WHAT IS REQUIRED:
Return only those lines of the records below in which "patch" appears.
--- TASK INPUT Enclosed Below ---
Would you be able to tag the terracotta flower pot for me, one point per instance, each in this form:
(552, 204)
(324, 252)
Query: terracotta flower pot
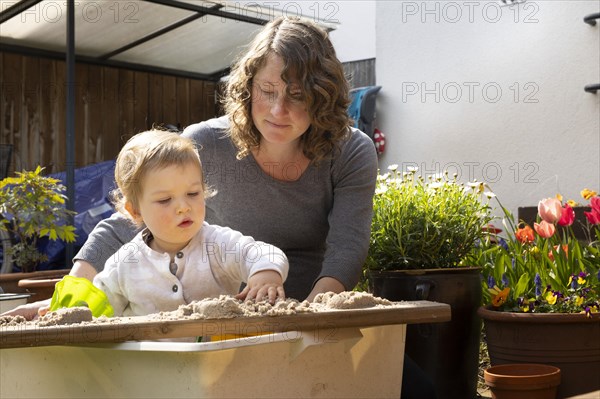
(523, 381)
(567, 341)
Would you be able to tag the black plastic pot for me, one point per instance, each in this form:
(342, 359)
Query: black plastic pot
(447, 352)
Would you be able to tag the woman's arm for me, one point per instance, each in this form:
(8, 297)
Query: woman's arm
(32, 310)
(354, 175)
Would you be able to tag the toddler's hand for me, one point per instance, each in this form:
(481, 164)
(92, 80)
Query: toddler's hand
(266, 284)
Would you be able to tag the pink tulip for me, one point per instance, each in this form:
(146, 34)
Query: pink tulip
(595, 204)
(568, 216)
(544, 229)
(550, 210)
(593, 216)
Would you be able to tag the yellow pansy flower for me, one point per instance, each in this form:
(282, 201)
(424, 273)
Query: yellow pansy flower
(586, 193)
(551, 298)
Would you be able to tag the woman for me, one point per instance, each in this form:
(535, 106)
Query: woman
(285, 165)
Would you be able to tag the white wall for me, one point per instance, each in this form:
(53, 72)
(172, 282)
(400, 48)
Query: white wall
(354, 39)
(493, 93)
(354, 21)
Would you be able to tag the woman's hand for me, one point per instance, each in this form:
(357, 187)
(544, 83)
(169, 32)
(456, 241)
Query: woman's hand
(325, 284)
(266, 284)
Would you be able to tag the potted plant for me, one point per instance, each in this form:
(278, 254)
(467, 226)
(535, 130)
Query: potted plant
(422, 232)
(542, 293)
(32, 206)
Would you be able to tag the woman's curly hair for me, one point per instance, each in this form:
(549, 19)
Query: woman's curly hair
(310, 60)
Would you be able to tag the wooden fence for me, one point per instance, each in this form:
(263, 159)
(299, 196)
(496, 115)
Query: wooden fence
(111, 105)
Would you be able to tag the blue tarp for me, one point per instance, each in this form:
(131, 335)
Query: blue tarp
(93, 185)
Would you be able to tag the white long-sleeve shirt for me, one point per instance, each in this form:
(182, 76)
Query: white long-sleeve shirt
(138, 280)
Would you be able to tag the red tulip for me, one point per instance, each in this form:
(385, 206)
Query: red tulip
(568, 216)
(544, 229)
(550, 210)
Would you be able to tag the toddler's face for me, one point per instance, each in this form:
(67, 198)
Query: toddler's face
(172, 205)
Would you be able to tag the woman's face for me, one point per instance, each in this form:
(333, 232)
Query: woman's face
(280, 117)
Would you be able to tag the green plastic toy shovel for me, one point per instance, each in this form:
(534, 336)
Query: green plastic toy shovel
(74, 291)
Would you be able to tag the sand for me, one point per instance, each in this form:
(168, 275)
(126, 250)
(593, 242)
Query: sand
(223, 307)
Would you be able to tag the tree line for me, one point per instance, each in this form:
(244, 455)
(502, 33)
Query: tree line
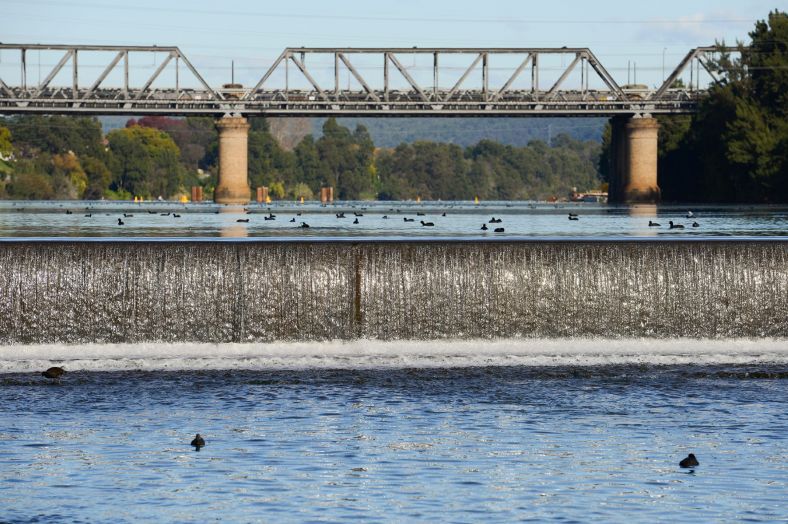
(58, 157)
(735, 148)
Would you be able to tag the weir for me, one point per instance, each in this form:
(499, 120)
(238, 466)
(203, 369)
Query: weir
(215, 291)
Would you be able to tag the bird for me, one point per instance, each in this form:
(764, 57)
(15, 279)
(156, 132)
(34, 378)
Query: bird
(689, 462)
(198, 442)
(53, 372)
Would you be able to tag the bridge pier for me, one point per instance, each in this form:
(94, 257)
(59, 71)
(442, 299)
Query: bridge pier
(233, 184)
(634, 144)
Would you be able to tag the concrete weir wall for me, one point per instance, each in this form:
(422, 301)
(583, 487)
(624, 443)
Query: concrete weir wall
(213, 291)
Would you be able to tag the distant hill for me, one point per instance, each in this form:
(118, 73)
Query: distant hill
(463, 131)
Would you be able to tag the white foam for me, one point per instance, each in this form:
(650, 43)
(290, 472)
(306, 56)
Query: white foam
(371, 354)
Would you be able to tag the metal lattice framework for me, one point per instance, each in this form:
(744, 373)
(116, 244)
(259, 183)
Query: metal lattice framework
(274, 95)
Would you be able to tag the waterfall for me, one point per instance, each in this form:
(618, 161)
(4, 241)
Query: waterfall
(214, 291)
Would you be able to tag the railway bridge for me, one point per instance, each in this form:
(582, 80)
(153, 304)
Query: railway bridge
(413, 82)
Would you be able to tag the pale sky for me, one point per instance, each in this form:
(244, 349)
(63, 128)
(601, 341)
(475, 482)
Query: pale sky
(212, 34)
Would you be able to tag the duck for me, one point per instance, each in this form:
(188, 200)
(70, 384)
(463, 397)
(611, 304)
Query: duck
(53, 372)
(198, 442)
(689, 462)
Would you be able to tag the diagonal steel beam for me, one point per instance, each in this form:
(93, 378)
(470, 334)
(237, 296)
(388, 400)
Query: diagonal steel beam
(268, 73)
(198, 76)
(155, 75)
(358, 77)
(404, 73)
(463, 77)
(306, 74)
(53, 73)
(551, 93)
(512, 78)
(103, 75)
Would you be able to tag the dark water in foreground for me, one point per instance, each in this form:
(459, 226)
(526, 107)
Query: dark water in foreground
(502, 443)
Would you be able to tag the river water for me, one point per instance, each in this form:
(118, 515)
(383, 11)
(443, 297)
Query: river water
(389, 371)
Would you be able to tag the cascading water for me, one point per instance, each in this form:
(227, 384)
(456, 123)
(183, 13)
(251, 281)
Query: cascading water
(140, 291)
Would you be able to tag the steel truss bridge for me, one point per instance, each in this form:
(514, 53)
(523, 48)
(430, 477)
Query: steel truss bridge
(381, 95)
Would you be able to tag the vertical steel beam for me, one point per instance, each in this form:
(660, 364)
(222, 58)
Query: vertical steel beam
(74, 75)
(485, 76)
(386, 76)
(24, 70)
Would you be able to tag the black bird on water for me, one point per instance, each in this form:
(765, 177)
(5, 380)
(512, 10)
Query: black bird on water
(689, 462)
(53, 372)
(198, 442)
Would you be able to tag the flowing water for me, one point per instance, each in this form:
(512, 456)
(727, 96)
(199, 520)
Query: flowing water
(389, 371)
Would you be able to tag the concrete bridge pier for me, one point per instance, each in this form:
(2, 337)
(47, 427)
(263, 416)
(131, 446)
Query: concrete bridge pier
(634, 151)
(233, 185)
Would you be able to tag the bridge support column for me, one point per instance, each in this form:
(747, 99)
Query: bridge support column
(634, 152)
(233, 185)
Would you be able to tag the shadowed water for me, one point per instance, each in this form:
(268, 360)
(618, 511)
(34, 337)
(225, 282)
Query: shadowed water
(496, 444)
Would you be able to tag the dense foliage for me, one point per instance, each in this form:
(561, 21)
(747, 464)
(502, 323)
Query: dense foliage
(65, 157)
(735, 149)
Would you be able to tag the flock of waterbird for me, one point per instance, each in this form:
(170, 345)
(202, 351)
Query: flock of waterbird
(341, 215)
(198, 442)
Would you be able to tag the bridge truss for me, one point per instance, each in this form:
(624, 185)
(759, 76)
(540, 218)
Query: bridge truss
(292, 86)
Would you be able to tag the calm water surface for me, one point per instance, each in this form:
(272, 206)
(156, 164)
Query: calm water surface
(462, 220)
(503, 443)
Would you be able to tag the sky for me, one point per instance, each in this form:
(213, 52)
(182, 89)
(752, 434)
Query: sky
(626, 36)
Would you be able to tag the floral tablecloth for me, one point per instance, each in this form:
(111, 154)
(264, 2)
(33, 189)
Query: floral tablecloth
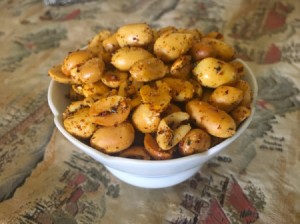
(45, 179)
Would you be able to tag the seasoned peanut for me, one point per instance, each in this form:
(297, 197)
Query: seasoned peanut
(195, 141)
(145, 119)
(125, 57)
(215, 121)
(134, 35)
(113, 139)
(172, 129)
(110, 111)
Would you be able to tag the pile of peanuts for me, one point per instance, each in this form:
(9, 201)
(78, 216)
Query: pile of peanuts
(147, 93)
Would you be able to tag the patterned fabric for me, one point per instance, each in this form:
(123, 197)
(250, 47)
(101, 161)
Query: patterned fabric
(45, 179)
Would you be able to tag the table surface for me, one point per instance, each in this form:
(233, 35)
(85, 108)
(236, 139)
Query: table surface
(45, 179)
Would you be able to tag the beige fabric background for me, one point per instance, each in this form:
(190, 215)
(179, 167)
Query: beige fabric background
(44, 179)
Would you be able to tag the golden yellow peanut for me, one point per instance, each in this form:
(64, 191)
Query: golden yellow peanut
(145, 119)
(239, 68)
(110, 111)
(201, 50)
(206, 92)
(153, 149)
(216, 35)
(172, 129)
(74, 96)
(226, 97)
(80, 123)
(196, 34)
(195, 141)
(165, 30)
(198, 89)
(212, 72)
(172, 108)
(110, 44)
(92, 70)
(125, 57)
(148, 69)
(157, 97)
(240, 113)
(181, 90)
(75, 76)
(113, 79)
(215, 121)
(182, 67)
(134, 35)
(223, 51)
(170, 46)
(135, 152)
(95, 45)
(247, 92)
(113, 139)
(57, 75)
(94, 89)
(75, 59)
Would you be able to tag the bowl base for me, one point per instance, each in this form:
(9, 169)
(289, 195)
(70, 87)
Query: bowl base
(154, 182)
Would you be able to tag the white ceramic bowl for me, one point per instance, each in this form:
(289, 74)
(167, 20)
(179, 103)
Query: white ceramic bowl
(141, 173)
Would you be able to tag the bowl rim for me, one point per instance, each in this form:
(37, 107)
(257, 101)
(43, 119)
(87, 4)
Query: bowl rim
(115, 161)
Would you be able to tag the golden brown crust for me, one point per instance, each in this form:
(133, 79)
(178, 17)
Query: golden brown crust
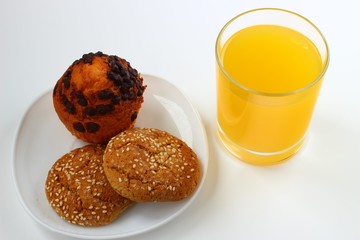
(98, 96)
(145, 164)
(78, 190)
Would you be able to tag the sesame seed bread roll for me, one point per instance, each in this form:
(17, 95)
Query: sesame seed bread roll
(147, 165)
(78, 190)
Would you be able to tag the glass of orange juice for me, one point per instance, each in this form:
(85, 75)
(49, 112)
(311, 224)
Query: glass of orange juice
(270, 67)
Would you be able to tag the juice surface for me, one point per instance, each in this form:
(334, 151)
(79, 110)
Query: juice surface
(273, 60)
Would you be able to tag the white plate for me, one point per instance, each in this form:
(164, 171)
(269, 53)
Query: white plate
(42, 139)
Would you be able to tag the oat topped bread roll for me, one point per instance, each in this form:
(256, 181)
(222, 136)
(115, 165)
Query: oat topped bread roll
(147, 164)
(98, 96)
(78, 190)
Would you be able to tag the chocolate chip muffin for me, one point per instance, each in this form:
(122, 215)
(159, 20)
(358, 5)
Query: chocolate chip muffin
(147, 165)
(78, 190)
(98, 96)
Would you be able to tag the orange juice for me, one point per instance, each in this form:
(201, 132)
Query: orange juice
(267, 88)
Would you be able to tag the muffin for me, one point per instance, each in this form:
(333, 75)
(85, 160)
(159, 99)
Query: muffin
(151, 165)
(78, 190)
(98, 96)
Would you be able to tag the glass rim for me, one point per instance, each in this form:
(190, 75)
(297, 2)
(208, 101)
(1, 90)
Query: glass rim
(307, 86)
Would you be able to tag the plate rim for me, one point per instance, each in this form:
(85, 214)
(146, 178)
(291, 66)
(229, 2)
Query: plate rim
(166, 220)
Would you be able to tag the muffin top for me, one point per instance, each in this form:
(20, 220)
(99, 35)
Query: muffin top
(98, 96)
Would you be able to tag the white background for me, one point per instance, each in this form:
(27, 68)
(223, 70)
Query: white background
(315, 195)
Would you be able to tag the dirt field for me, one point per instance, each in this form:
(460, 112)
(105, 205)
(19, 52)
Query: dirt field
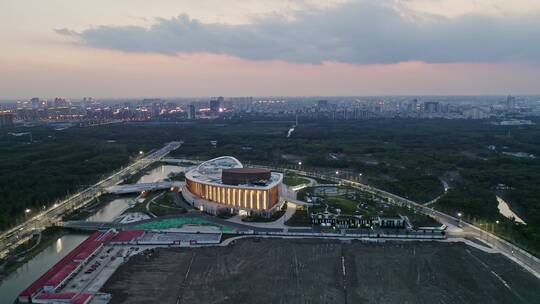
(316, 271)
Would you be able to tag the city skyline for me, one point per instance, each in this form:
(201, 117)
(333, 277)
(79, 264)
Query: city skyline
(344, 48)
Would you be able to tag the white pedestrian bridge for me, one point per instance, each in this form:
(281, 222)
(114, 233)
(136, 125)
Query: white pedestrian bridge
(136, 188)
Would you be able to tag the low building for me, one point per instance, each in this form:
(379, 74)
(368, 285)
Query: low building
(327, 219)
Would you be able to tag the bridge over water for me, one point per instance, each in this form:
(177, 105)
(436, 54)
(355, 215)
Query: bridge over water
(136, 188)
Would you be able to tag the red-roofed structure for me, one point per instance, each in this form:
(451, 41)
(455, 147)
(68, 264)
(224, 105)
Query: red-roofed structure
(47, 283)
(56, 296)
(82, 298)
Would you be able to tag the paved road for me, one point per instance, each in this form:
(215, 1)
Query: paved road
(19, 234)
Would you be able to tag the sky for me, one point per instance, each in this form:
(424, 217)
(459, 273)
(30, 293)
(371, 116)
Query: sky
(140, 48)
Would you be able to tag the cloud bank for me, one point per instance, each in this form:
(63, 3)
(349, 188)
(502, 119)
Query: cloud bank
(364, 32)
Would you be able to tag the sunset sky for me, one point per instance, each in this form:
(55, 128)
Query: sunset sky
(135, 48)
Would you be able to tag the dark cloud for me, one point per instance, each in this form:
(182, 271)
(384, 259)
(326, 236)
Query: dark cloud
(361, 33)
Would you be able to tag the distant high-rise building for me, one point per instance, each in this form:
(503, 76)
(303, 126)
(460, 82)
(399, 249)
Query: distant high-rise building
(191, 111)
(6, 119)
(510, 102)
(34, 102)
(215, 104)
(412, 107)
(61, 102)
(322, 103)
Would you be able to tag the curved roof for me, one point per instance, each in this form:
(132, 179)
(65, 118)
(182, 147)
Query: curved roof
(217, 164)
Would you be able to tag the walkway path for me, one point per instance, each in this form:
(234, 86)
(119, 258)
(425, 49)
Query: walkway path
(279, 223)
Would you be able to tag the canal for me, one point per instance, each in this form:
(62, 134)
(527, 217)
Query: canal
(17, 281)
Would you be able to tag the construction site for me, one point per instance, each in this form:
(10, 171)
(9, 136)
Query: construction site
(260, 270)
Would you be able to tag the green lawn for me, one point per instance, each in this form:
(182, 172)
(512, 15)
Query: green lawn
(294, 180)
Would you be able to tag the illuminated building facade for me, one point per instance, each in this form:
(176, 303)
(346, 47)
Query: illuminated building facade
(223, 185)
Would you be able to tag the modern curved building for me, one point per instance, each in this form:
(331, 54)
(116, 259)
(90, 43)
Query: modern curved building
(223, 185)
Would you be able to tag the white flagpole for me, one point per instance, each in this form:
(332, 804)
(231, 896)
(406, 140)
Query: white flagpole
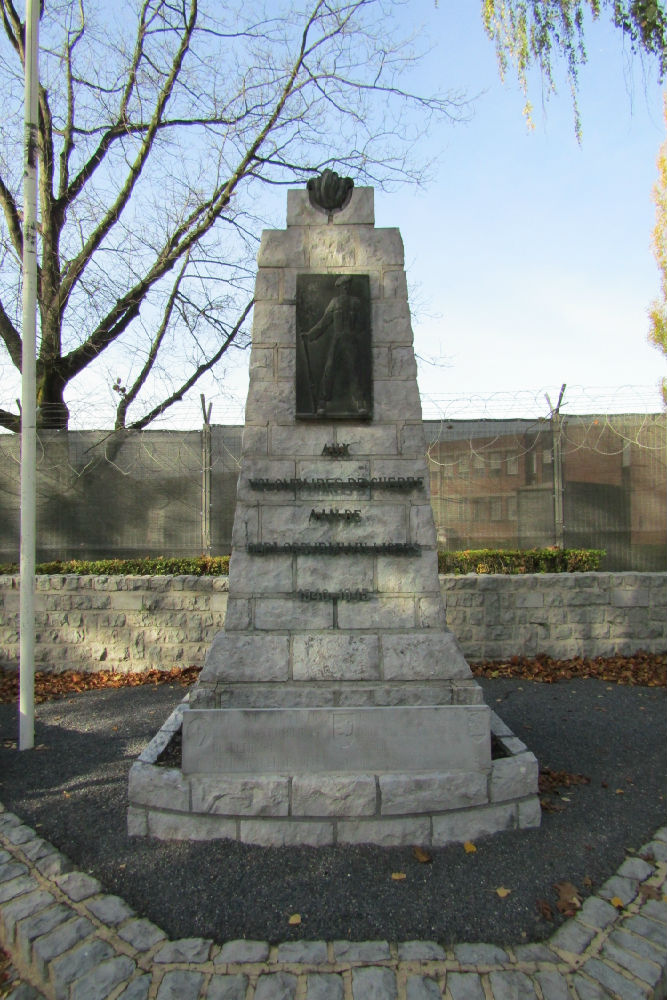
(28, 385)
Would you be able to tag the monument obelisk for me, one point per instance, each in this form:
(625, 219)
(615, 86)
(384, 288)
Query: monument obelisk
(336, 706)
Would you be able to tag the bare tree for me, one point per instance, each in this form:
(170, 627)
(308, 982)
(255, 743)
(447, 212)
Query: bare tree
(156, 130)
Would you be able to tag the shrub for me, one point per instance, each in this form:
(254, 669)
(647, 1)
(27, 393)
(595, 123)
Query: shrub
(468, 561)
(515, 561)
(157, 566)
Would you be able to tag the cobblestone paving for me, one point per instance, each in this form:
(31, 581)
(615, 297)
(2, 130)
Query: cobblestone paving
(70, 941)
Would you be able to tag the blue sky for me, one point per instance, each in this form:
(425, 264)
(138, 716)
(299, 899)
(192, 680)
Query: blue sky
(528, 256)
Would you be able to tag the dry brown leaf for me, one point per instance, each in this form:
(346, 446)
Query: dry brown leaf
(422, 856)
(568, 898)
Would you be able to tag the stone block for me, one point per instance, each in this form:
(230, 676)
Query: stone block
(422, 656)
(300, 440)
(271, 402)
(434, 792)
(272, 614)
(286, 363)
(392, 396)
(379, 247)
(359, 210)
(184, 826)
(246, 656)
(101, 980)
(255, 441)
(302, 951)
(262, 363)
(256, 574)
(513, 777)
(335, 657)
(335, 573)
(282, 248)
(324, 986)
(479, 822)
(158, 787)
(431, 613)
(408, 575)
(181, 984)
(330, 248)
(403, 364)
(268, 283)
(391, 832)
(333, 795)
(242, 950)
(257, 795)
(286, 833)
(71, 966)
(352, 740)
(379, 612)
(380, 439)
(392, 326)
(529, 813)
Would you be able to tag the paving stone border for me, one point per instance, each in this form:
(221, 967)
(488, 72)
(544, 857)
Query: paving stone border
(71, 941)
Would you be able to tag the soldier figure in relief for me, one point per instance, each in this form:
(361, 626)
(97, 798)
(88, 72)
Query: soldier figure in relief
(344, 318)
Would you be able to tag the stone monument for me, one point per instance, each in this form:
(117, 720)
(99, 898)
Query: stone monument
(335, 707)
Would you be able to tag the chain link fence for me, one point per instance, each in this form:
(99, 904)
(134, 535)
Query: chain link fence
(574, 481)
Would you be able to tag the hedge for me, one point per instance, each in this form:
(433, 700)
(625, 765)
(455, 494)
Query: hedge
(516, 561)
(508, 561)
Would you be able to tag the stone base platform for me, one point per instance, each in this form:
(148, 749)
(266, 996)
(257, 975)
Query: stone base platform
(429, 807)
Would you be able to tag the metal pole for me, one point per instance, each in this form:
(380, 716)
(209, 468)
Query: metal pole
(28, 386)
(206, 478)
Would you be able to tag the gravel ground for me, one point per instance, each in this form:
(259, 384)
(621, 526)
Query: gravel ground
(73, 789)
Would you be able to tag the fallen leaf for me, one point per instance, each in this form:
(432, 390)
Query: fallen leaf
(422, 856)
(568, 898)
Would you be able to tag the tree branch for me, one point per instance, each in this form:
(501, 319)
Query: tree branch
(12, 218)
(130, 396)
(177, 396)
(77, 266)
(10, 421)
(11, 338)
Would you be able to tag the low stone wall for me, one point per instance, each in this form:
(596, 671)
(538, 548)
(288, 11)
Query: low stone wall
(133, 623)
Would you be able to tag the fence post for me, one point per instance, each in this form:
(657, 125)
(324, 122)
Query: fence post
(557, 465)
(206, 478)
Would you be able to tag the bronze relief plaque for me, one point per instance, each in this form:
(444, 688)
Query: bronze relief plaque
(334, 373)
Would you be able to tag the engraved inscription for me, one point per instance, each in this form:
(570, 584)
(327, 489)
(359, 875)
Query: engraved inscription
(331, 484)
(333, 514)
(334, 548)
(336, 450)
(333, 595)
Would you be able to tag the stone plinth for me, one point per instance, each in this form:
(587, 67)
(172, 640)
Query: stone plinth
(335, 690)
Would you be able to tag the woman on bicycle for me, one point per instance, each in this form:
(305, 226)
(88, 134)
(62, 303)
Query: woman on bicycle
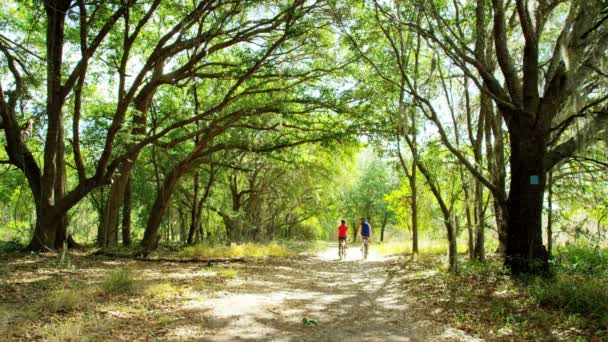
(365, 230)
(342, 230)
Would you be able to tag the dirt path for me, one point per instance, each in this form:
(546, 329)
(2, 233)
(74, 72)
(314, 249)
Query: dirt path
(350, 300)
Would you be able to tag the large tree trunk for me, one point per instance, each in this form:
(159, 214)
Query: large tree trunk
(194, 213)
(550, 213)
(161, 203)
(108, 225)
(525, 252)
(126, 214)
(51, 227)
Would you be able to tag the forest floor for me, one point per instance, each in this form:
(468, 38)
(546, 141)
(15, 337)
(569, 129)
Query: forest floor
(308, 297)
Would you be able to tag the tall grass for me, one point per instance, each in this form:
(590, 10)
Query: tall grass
(120, 280)
(580, 284)
(425, 246)
(235, 251)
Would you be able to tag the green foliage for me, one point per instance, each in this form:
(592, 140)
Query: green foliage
(581, 259)
(575, 294)
(119, 280)
(66, 299)
(580, 282)
(204, 250)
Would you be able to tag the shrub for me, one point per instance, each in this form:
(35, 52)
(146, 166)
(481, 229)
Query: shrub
(65, 300)
(581, 259)
(163, 291)
(575, 294)
(119, 280)
(227, 273)
(235, 251)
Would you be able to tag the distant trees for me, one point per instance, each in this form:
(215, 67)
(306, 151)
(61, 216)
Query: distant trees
(241, 48)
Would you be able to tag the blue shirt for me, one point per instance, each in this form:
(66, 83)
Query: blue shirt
(366, 230)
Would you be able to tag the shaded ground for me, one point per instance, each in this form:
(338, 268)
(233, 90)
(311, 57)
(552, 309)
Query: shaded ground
(263, 299)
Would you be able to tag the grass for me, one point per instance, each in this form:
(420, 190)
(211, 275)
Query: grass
(483, 299)
(425, 246)
(163, 291)
(120, 280)
(580, 283)
(66, 300)
(235, 251)
(227, 273)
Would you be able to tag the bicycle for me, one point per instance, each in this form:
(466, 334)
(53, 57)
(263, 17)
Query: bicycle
(342, 249)
(365, 247)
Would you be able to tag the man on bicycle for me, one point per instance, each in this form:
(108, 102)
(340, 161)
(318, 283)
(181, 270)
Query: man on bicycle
(342, 230)
(365, 230)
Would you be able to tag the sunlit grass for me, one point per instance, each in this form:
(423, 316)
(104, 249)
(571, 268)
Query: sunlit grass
(66, 299)
(235, 251)
(84, 327)
(227, 273)
(425, 246)
(119, 280)
(163, 291)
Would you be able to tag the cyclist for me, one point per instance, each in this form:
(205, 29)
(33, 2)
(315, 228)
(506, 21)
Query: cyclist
(365, 231)
(342, 230)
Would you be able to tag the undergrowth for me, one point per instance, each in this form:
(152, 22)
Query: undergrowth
(235, 251)
(120, 280)
(484, 299)
(580, 284)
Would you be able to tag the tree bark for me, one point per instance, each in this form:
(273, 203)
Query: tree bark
(51, 227)
(126, 214)
(550, 213)
(525, 252)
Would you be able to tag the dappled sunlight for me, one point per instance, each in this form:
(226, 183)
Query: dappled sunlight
(260, 299)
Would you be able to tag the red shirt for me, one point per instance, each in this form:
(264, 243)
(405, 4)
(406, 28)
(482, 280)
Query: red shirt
(342, 230)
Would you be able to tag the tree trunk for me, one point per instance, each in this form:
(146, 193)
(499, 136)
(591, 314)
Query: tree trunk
(414, 208)
(194, 214)
(480, 253)
(452, 226)
(525, 252)
(108, 224)
(51, 227)
(467, 210)
(550, 213)
(126, 214)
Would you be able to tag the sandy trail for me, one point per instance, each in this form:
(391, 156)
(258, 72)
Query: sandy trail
(350, 300)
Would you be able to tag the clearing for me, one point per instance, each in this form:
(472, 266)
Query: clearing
(312, 297)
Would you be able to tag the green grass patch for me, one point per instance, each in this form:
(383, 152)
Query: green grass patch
--- End of Enclosed TASK INPUT ---
RESULT:
Would you be able to tag the green grass patch for me, one point per instance, each in this form:
Query: green grass patch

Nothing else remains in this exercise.